- Exercise goal
Output the full listing word for word.

- Record list
>> start
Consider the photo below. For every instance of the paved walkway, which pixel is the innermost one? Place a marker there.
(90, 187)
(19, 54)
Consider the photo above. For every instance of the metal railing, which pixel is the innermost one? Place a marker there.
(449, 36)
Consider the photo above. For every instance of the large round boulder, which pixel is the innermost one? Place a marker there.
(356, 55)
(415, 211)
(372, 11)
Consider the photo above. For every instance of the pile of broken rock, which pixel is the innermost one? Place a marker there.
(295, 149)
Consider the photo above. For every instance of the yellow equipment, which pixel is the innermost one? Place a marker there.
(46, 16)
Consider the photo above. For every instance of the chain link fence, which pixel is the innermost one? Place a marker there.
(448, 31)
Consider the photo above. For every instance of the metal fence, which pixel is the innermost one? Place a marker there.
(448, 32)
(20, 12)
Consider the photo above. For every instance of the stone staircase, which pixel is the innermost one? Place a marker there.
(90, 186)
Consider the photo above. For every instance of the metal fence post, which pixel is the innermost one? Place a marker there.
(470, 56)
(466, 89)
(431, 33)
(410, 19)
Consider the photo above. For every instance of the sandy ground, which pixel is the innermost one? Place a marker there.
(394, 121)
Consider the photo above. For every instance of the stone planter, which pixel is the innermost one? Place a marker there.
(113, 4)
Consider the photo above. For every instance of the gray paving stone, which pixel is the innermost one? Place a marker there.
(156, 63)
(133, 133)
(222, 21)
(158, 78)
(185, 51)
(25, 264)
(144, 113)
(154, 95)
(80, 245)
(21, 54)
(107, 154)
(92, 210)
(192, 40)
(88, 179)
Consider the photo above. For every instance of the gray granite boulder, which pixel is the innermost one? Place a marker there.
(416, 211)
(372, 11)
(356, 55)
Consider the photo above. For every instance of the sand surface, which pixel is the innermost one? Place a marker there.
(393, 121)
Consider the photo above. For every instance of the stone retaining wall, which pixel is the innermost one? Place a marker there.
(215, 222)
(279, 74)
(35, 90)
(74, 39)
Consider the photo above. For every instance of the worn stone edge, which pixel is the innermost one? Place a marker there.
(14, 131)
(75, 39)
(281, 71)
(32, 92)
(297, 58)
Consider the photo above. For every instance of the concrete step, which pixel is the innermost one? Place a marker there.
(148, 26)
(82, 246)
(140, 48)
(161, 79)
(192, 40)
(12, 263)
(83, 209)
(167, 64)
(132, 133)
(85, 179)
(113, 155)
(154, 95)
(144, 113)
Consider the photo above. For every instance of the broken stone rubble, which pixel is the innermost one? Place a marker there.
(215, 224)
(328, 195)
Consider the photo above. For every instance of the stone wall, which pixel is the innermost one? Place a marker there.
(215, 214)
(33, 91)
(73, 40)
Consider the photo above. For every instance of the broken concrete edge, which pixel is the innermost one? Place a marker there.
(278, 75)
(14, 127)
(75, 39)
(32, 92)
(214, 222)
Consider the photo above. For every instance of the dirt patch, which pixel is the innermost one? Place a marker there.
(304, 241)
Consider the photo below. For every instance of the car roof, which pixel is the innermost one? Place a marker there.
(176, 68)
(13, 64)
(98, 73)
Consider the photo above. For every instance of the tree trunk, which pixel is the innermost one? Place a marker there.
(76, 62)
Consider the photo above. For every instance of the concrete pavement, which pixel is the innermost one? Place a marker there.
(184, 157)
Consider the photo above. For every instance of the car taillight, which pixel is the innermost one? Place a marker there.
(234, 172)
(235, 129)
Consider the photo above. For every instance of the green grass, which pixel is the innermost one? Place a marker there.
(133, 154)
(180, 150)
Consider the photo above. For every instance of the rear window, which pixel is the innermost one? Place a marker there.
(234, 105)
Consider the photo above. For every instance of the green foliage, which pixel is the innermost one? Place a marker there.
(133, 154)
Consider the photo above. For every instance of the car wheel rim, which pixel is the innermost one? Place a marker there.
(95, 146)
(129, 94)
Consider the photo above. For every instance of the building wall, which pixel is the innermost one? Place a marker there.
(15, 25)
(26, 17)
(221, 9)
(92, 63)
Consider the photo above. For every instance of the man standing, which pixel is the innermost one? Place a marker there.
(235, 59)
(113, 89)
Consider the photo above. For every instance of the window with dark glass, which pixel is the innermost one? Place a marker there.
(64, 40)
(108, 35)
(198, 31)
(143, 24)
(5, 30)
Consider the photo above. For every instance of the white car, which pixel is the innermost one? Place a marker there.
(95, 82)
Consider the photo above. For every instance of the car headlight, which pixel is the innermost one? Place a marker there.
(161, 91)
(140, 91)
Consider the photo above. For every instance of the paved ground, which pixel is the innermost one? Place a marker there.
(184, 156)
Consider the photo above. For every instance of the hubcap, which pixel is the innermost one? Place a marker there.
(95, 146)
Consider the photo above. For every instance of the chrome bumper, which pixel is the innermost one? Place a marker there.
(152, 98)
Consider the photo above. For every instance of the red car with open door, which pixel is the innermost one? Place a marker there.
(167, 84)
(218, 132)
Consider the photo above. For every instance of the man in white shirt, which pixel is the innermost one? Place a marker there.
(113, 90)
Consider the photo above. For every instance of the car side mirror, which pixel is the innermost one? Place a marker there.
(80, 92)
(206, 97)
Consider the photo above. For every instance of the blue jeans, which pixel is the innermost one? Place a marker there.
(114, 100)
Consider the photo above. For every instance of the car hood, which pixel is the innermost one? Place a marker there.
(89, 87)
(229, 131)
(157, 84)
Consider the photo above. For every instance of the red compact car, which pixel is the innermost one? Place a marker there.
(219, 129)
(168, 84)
>> end
- Reply to the exercise
Consider the photo below. For every instance of the paved walkway, which pixel is the innermost one? Place a marker there.
(90, 187)
(19, 54)
Consider the photo above. For every instance of the metal railing, which pixel is the innermost one? Place a marker there.
(449, 36)
Consider the photo above. For every instance of the large round boulder, which pixel is the innermost one? Place a marker there.
(356, 55)
(415, 211)
(372, 11)
Consider the photo above. For every instance of the pile of broken rock, which pixel is the innermost one? Place a marker there.
(295, 149)
Consider the photo above. For every instance of the yellow equipment, which pixel is the innermost one? Place a marker there.
(46, 16)
Consider the photo above. For every instance of the chain link fence, which pixel is the innermost one? Place a marker there.
(448, 31)
Consider the photo above. For every instance of the metal fence, which pixel is the innermost one? Place a marker there.
(448, 32)
(20, 12)
Consider the photo above. For every instance of the stone staircase, which pixel is the innermost one? Place a marker there.
(90, 186)
Consider the photo above. For every instance of the metal fence post, which pixel is the innermost one? Place a marker there.
(470, 56)
(466, 89)
(431, 33)
(410, 19)
Consider the photo above. For every instance of the sandy ground, which pixel is the innermost one? Place a marker there.
(394, 121)
Consider the photo above. For every instance of the stone planter, which pixel is the innermost one? Place a marker there.
(113, 4)
Consider the photo above. For every instance of the gray paving stone, which pixel is the innermost one? Place a marker there.
(156, 63)
(133, 133)
(222, 21)
(158, 78)
(185, 51)
(25, 264)
(144, 113)
(154, 95)
(80, 245)
(21, 54)
(107, 154)
(92, 210)
(192, 40)
(88, 179)
Consider the photo above. For every instance of the gray granite boulder, which pixel is the innermost one? Place a marker there.
(416, 211)
(372, 11)
(356, 55)
Consider the photo above. For every instance of the sand surface, which pixel is the innermost one? Place a marker there.
(393, 121)
Consider the photo above. For every instance of the stone retaining wall, which pixel is the innermost one? Place a marker there.
(215, 222)
(279, 74)
(35, 90)
(74, 39)
Consider the photo above. For every instance of the worn stone edge, which pixel is the innermost one? Place a marker there.
(14, 131)
(75, 39)
(281, 71)
(32, 92)
(297, 58)
Consider the photo above. For every instance of the concrete step, which pixel is the innermost one? Place a marker there.
(148, 26)
(82, 246)
(140, 48)
(161, 79)
(192, 40)
(12, 263)
(83, 209)
(167, 64)
(132, 133)
(85, 179)
(113, 155)
(154, 95)
(144, 113)
Consider the photo above. For every instance of the broken stone rubble, which pixel is the innermost one? Place a marker there.
(215, 224)
(328, 195)
Consider the photo above. For every instance of the stone wall, which pixel is the innermost one? Place a marker there.
(215, 214)
(33, 91)
(73, 40)
Consider the photo above. For every instance of the broken concrete edge, which pixel is the innermost one? Place a marker there.
(278, 75)
(14, 127)
(75, 39)
(32, 92)
(214, 222)
Consider the photo above. For every instance of the dirt patch, which pixel is the innermost one? Place a marker there.
(304, 241)
Consider the photo below. For every instance of the car roof, which pixel is the innermost one? Place a marker there.
(176, 68)
(13, 64)
(98, 73)
Consider the photo above. For every instance of the tree trunk, which pixel is the innermost one? Place a marker there.
(76, 62)
Consider the photo above. For every instance of the concrete pavement, which pixel is the innermost one? Place a marker there.
(184, 157)
Consider the photo above. For every instance of the car taillight, which pixel is the innermost one? Place a marker there.
(234, 172)
(235, 129)
Consider the photo above. For every instance of the green grass, which pixel is the innermost one? Place a marker there.
(133, 154)
(180, 150)
Consider the photo above. For every instance of the rear window, which pixel is the innermost one? Place a marker there.
(234, 105)
Consider the photo above. For every instance of the green foliage, which pixel is the innermost one? Place a marker there.
(133, 154)
Consider the photo above. For every instance of the car wheel rim, which pixel is the innermost one? Place a marker there.
(95, 146)
(129, 94)
Consider the photo above. For every instance of the building wall, which pixel is the innermost one? Place a marker there.
(15, 25)
(26, 17)
(221, 9)
(92, 63)
Consider the photo above. For every instance of the man standing, which pixel is the innermost one? Place a marker there.
(235, 59)
(113, 89)
Consider the photo above. For every instance of the window with dark glass, which pixel is the innermost one? Place a marker there.
(64, 40)
(108, 35)
(198, 31)
(143, 24)
(5, 30)
Consider the photo above. For every instance of the white car, which pixel is the innermost one? Place a marker there.
(95, 82)
Consider the photo above. For every instance of the car headlight, which pixel is the innermost one? Place a marker there.
(161, 91)
(140, 91)
Consider the photo above. For every instance of the paved ground, which pixel is the innermost one? Place a marker there.
(184, 156)
Consider the photo above. For every instance of the hubcap, which pixel is the innermost one? Place a marker there.
(95, 146)
Consider the photo above. For every instance of the chrome bumper, which pixel is the innermost one? Place a marker there.
(152, 98)
Consider the photo above. For every instance of the red car with open door, which pixel is the innermost one? Place a marker there.
(167, 84)
(218, 132)
Consider the photo above. For every instance of the man in white shirt, which pixel is the innermost one? Place a marker there.
(113, 90)
Consider the photo above. For every instance of the car side mirror, which pixel is the innermost one? Place a marker there.
(80, 92)
(206, 97)
Consider the photo above. For every instance of the blue jeans, which pixel is the innermost one? Place a marker there.
(114, 100)
Consider the photo above. For every instance of the car hood, which pixel is the innermost one? Place a marker there.
(89, 87)
(229, 131)
(157, 84)
Consider the photo above. For every instance of the red compact car, which pixel is the innermost one? Place a marker there.
(219, 129)
(168, 84)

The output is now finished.